Provided text
>>>

Mom: I'm gonna go stay in a hotel.

Me: Well, you can probably get a good rate in that burnt out hotel down the street.

Granny: This is the durndest family...

Mom: You ever grew up in?

Granny: Yeah. No.

Me: Mom, next time we visit family, can we pick a different family?

Granny: You guys...

Mom: You have no idea what we've been through this past week.

Me: Mom, can I stay with you in the hotel?

I had started to write a different 'blog when this exchange happened between my Mom, my Grandmother, and me. It so perfectly fit the mood of the past week that I decided to use it instead of what I had written. You know, like "this is your brain, this is your brain visiting family." Mom and I only just arrived yesterday afternoon, so we have about another week of exchanges like this one.
To fully illustrate the levels of punchiness that my mother and I have reached. I really need to explain everything that has happened in the past week. It's so traumatic, though, that I'm not sure I'm ready to write about it all yet. I may have to write about it all in a series of installments. That would give me plenty of time to write a bit, consume some brownies as therapy, and then write a bit more. (The brownies are running a bit low, though, so I might need to take a longer break at some point to make up a new batch).

<<<

Region pointing listing
>>>

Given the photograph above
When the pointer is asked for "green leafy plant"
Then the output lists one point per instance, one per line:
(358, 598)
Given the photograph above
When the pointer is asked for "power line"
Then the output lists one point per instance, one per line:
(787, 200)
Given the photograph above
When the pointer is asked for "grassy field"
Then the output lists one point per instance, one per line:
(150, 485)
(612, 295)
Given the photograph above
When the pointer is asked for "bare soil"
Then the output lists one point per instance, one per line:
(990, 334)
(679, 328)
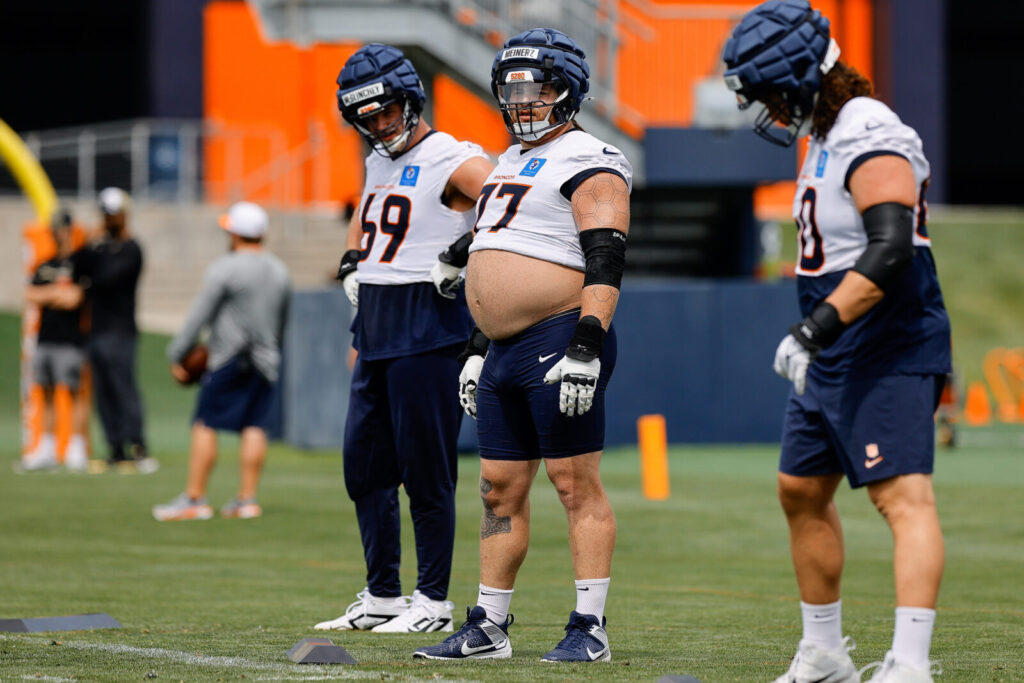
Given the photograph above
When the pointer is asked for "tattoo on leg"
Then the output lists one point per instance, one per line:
(492, 523)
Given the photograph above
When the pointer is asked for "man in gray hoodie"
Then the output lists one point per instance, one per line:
(244, 304)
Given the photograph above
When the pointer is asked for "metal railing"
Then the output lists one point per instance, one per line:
(168, 160)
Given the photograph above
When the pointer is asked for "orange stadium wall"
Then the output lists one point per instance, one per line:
(276, 135)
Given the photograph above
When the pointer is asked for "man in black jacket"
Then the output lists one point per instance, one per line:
(111, 267)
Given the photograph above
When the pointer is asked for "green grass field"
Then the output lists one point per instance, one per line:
(701, 584)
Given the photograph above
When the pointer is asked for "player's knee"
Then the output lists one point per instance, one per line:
(802, 495)
(501, 497)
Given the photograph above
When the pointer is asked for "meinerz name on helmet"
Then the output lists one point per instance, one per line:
(540, 79)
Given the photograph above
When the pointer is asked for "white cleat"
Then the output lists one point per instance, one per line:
(423, 615)
(44, 457)
(368, 611)
(890, 671)
(817, 665)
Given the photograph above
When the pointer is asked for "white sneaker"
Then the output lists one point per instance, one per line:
(367, 612)
(816, 665)
(76, 459)
(890, 671)
(423, 615)
(43, 457)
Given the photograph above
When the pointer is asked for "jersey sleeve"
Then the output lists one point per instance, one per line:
(866, 128)
(592, 159)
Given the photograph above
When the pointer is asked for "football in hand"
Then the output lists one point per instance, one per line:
(195, 363)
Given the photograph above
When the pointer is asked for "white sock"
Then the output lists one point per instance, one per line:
(496, 602)
(822, 624)
(591, 595)
(912, 636)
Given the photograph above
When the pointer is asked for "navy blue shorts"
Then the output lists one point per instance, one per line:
(870, 429)
(517, 416)
(235, 396)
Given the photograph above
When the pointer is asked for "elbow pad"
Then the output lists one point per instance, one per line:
(604, 250)
(890, 243)
(458, 252)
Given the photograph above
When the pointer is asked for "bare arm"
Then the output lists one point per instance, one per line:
(465, 183)
(601, 201)
(888, 178)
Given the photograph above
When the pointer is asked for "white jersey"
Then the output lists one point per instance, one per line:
(832, 231)
(525, 204)
(404, 223)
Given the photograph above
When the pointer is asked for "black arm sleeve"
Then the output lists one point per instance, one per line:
(890, 243)
(458, 252)
(477, 345)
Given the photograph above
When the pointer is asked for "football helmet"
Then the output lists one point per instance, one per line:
(375, 77)
(776, 55)
(539, 69)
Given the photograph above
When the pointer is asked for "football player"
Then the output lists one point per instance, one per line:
(543, 281)
(868, 360)
(412, 322)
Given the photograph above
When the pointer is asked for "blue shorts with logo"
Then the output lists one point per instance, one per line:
(517, 416)
(235, 396)
(869, 428)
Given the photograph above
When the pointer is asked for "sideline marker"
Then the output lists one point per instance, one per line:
(653, 457)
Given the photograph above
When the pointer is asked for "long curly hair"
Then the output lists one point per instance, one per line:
(840, 85)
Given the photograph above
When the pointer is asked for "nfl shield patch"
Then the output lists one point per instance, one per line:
(409, 175)
(532, 166)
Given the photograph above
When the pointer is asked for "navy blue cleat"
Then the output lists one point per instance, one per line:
(479, 638)
(585, 641)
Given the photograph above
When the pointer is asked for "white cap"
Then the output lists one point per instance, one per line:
(246, 220)
(113, 201)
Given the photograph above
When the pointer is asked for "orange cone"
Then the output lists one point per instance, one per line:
(977, 410)
(653, 457)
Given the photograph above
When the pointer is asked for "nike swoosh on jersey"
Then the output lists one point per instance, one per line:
(467, 649)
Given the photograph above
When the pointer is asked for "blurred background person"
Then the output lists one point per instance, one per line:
(111, 264)
(59, 352)
(244, 304)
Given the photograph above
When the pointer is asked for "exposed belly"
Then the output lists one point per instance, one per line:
(508, 292)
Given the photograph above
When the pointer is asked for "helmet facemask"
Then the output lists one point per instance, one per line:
(531, 104)
(384, 141)
(784, 116)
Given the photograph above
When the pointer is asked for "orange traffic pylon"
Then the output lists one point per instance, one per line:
(977, 410)
(653, 457)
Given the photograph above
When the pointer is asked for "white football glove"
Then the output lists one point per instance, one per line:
(579, 380)
(351, 286)
(469, 379)
(446, 279)
(792, 359)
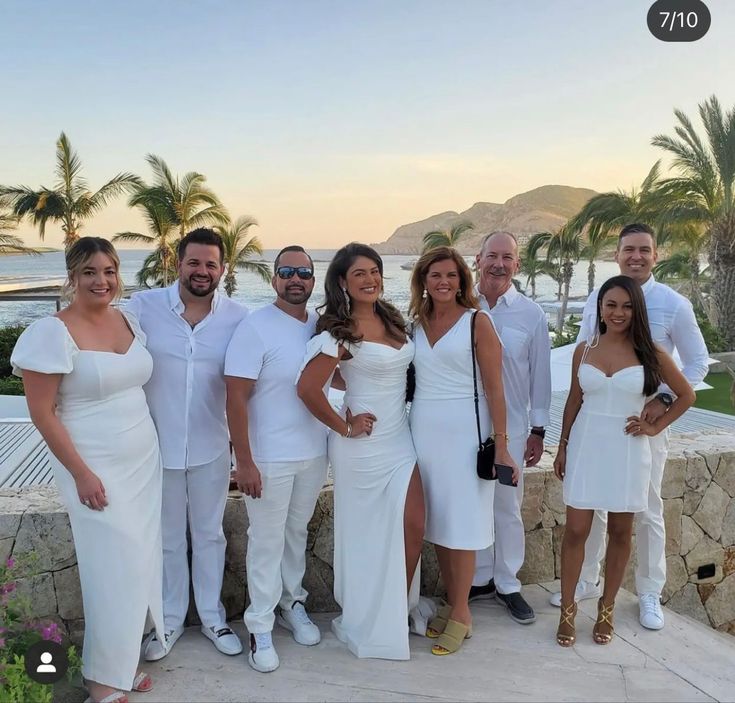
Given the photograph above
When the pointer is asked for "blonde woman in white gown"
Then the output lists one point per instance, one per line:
(83, 371)
(378, 500)
(604, 457)
(459, 504)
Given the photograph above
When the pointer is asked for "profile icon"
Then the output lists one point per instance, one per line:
(46, 667)
(46, 662)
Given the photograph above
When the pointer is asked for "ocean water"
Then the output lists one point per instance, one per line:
(251, 291)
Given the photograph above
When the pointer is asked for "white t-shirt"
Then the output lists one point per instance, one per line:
(268, 347)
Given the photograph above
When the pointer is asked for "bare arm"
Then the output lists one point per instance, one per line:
(247, 475)
(311, 391)
(685, 397)
(490, 360)
(571, 410)
(41, 390)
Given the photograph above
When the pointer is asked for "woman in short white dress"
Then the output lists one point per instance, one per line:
(459, 504)
(83, 371)
(604, 457)
(378, 500)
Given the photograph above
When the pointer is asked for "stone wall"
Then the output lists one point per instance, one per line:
(699, 509)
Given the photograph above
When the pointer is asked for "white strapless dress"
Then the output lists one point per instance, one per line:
(371, 477)
(607, 469)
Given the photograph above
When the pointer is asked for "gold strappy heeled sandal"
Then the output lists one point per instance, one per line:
(566, 619)
(604, 618)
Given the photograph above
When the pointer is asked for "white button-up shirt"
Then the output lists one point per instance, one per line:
(673, 325)
(186, 392)
(522, 327)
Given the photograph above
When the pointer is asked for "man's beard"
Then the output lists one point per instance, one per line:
(294, 296)
(200, 292)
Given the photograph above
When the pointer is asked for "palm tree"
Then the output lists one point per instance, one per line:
(159, 267)
(446, 238)
(563, 248)
(69, 201)
(705, 192)
(239, 249)
(172, 206)
(9, 243)
(532, 266)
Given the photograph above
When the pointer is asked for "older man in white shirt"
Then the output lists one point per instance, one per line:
(673, 326)
(523, 329)
(281, 453)
(188, 327)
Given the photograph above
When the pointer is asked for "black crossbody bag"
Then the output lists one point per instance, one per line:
(486, 449)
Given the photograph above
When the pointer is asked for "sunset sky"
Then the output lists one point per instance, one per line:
(330, 121)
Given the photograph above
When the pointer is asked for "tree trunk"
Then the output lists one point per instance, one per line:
(591, 277)
(722, 264)
(230, 283)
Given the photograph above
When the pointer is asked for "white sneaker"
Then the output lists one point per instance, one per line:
(651, 615)
(224, 639)
(155, 649)
(263, 656)
(584, 591)
(297, 620)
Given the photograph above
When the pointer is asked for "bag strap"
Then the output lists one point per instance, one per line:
(474, 379)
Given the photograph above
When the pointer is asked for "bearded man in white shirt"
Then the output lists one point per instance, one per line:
(673, 326)
(188, 326)
(281, 454)
(523, 330)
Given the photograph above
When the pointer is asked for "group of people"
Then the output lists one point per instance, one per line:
(142, 409)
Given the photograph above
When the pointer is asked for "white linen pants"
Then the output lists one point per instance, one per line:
(503, 559)
(276, 556)
(196, 495)
(650, 575)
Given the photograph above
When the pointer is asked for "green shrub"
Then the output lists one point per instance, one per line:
(8, 338)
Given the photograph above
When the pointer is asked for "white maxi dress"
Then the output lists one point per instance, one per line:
(607, 469)
(102, 405)
(371, 477)
(459, 504)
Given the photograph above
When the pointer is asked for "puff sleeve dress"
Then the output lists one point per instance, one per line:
(102, 405)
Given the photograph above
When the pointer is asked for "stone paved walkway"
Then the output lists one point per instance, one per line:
(504, 661)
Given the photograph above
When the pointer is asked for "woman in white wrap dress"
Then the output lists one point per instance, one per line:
(379, 516)
(84, 371)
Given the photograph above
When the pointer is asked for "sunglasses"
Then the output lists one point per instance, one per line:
(303, 272)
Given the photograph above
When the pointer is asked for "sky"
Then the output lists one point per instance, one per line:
(337, 120)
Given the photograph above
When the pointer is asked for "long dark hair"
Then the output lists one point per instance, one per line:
(421, 307)
(639, 331)
(334, 314)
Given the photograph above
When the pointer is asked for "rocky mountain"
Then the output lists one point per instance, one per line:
(540, 210)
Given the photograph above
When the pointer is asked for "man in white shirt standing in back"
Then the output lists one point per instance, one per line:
(673, 326)
(188, 326)
(280, 449)
(521, 325)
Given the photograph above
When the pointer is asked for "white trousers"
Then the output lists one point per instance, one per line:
(503, 559)
(195, 495)
(650, 575)
(276, 556)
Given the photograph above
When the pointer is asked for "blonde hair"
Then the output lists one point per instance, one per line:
(77, 257)
(421, 307)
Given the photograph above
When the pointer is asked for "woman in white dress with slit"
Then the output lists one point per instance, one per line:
(378, 500)
(604, 456)
(459, 504)
(83, 371)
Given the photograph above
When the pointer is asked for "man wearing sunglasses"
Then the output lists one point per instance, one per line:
(280, 449)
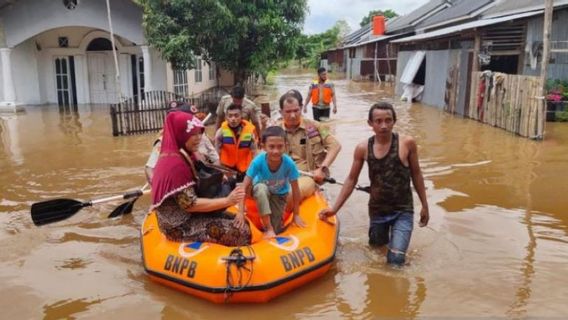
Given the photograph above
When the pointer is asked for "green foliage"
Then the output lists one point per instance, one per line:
(389, 14)
(311, 47)
(241, 36)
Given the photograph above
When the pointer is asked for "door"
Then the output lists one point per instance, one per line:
(102, 81)
(64, 81)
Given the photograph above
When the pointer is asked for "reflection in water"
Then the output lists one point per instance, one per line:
(65, 309)
(70, 123)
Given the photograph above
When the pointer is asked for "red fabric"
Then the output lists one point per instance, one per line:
(172, 173)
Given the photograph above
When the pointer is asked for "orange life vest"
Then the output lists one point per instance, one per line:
(327, 93)
(236, 153)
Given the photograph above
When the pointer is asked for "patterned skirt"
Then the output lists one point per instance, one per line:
(203, 227)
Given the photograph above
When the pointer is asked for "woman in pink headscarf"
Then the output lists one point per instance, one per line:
(182, 215)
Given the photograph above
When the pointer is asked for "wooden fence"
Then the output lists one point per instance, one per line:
(510, 102)
(136, 116)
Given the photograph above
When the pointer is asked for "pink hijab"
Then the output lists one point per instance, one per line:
(172, 173)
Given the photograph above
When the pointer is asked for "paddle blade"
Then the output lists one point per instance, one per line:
(124, 208)
(55, 210)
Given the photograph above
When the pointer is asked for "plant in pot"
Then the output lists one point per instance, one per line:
(556, 98)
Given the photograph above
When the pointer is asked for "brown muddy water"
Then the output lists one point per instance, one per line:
(496, 246)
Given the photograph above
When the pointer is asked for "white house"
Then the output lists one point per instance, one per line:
(59, 52)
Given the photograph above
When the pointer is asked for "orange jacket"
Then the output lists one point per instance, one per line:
(327, 93)
(237, 153)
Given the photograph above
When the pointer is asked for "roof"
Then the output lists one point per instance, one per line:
(371, 40)
(508, 7)
(415, 16)
(460, 9)
(465, 26)
(357, 35)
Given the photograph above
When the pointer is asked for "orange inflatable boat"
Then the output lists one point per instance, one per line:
(255, 273)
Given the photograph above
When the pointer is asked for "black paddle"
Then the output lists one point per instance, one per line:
(126, 207)
(333, 181)
(55, 210)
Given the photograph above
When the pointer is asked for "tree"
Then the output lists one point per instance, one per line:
(244, 37)
(389, 14)
(310, 47)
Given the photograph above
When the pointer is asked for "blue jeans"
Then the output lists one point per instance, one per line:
(393, 230)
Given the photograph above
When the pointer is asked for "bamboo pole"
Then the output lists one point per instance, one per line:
(548, 11)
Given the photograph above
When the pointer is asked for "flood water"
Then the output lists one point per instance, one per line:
(496, 246)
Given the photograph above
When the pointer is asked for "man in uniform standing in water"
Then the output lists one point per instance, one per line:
(321, 94)
(393, 162)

<<<

Work instructions
1. In the family-visit blog post, echo the passage that begins at the words "Granny: Yeah. No." and stops after "in the hotel?".
2. Carry on the family-visit blog post from its final sentence.

Responses to the exercise
1.
Granny: Yeah. No.

Me: Mom, next time we visit family, can we pick a different family?

Granny: You guys...

Mom: You have no idea what we've been through this past week.

Me: Mom, can I stay with you in the hotel?

2.
Mom and I, at least one a year, generally make a trip to visit family, either together or separately. Last year we traveled separately, but the year before that we drove out together. The first leg of the trip is a drive from Maryland to Dayton, Ohio. The second leg is a drive to Belleville, IL, to visit my paternal relatives. After that, we continue to the Ozarks, where we visit everyone who lives out here in the space of a few days. Finally, we load produce, cookies, and wood-worked projects in the car and drive back to Maryland. Every trip generally produces some stories (the red bridge story, Granny's diabetic coma, crazy relatives), but some trips are a bit more eventful that others. This trip has left them all behind.
Here are some of the lessons I've learned in the past week: First, never travel through an area that has been declared a major disaster area by FEMA. Second, never, ever have a stroke in Denny's. Third, tornadoes are scary things. Finally--and the most important on the list--is never let the disaster twins (previously known as Deirdre and Pat but currently being referred to as "Typhoid Marys" and "Pox-Spreaders") come and visit you.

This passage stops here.